======== Data for this exercise

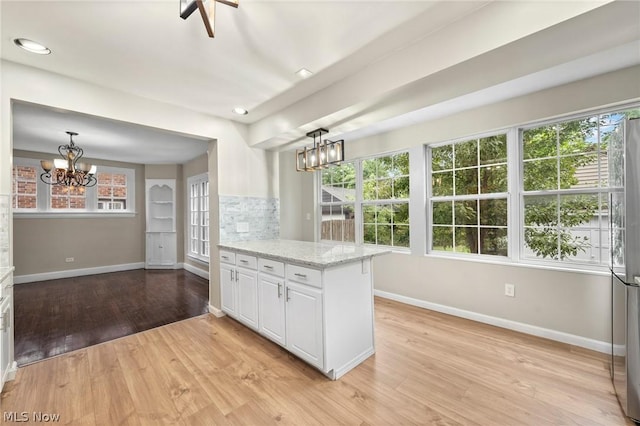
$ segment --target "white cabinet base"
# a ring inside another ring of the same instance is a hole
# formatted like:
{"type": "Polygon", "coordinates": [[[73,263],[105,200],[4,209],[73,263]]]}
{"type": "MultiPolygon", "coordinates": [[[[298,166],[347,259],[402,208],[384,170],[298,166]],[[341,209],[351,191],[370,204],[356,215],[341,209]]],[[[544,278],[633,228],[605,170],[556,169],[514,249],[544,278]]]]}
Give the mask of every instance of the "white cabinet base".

================

Task item
Which lines of the data contain "coordinates"? Copy them all.

Output for this task
{"type": "Polygon", "coordinates": [[[73,263],[105,200],[4,209],[73,263]]]}
{"type": "MultiPolygon", "coordinates": [[[[298,166],[347,259],[402,208],[384,170],[298,166]],[[341,209],[351,191],[370,204],[356,215],[341,209]]],[[[544,278],[633,228],[605,170],[556,169],[514,249],[544,278]]]]}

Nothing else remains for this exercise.